• _Tasks to complete_
[a] From the review of Sekret, output everything from "The premise is" down to "it all just…stalled.", word for word.
[b] Summarize the review of Sekret in two sentences.

• _Document_
===
Yulia's father always taught her to hide her thoughts and control her emotions to survive the harsh realities of Soviet Russia. But when she's captured by the KGB and forced to work as a psychic spy with a mission to undermine the U.S. space program, she's thrust into a world of suspicion, deceit, and horrifying power. Yulia quickly realizes she can trust no one--not her KGB superiors or the other operatives vying for her attention--and must rely on her own wits and skills to survive in this world where no SEKRET can stay hidden for long.
Sekret is kind of tricky to review. It wasn’t bad, but it also wasn’t something I’m all that excited about. Looking back I’d have to say overall reaction is something in the ‘meh, that was alright’ family of feelings.
The premise is pretty damn interesting. Yulia is a teenage psychic on the run from the KGB in Cold War-era Russia. So far, so good, right? Yulia’s fairly snappy and stubborn, she’s not the best of heroines, but is definitely far from the worst. The first few chapters set up how she comes to stay in a top secret government psychic training camp and everything seemed to be clicking neatly into place for a decent story when it all just…stalled.
===
• _Information supplied_
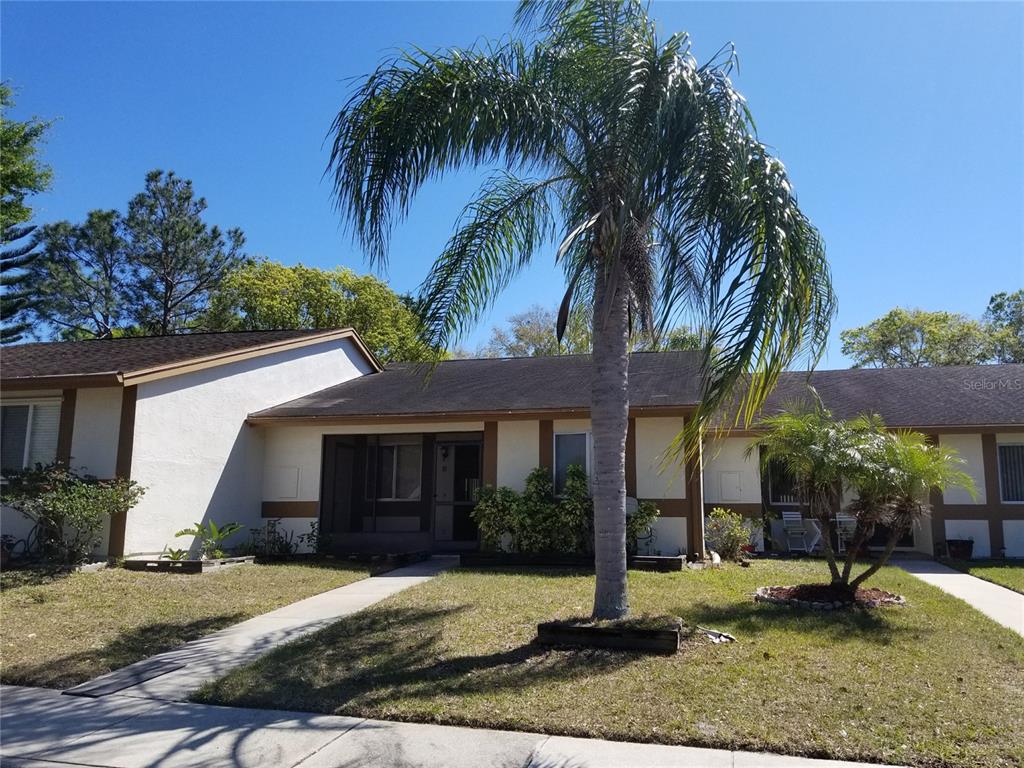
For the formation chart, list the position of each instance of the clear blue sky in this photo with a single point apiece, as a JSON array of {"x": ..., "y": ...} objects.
[{"x": 900, "y": 124}]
===
• _Solution set_
[a]
The premise is pretty damn interesting. Yulia is a teenage psychic on the run from the KGB in Cold War-era Russia. So far, so good, right? Yulia’s fairly snappy and stubborn, she’s not the best of heroines, but is definitely far from the worst. The first few chapters set up how she comes to stay in a top secret government psychic training camp and everything seemed to be clicking neatly into place for a decent story when it all just…stalled.

[b] In Sekret, Yulia, a teenage psychic in Cold War-era Russia, is captured by the KGB and forced to work as a psychic spy against the U.S. space program, where she can trust no one. The reviewer finds the premise interesting and Yulia far from the worst heroine, but says the story stalled after the first few chapters, leaving an overall reaction of "meh, that was alright."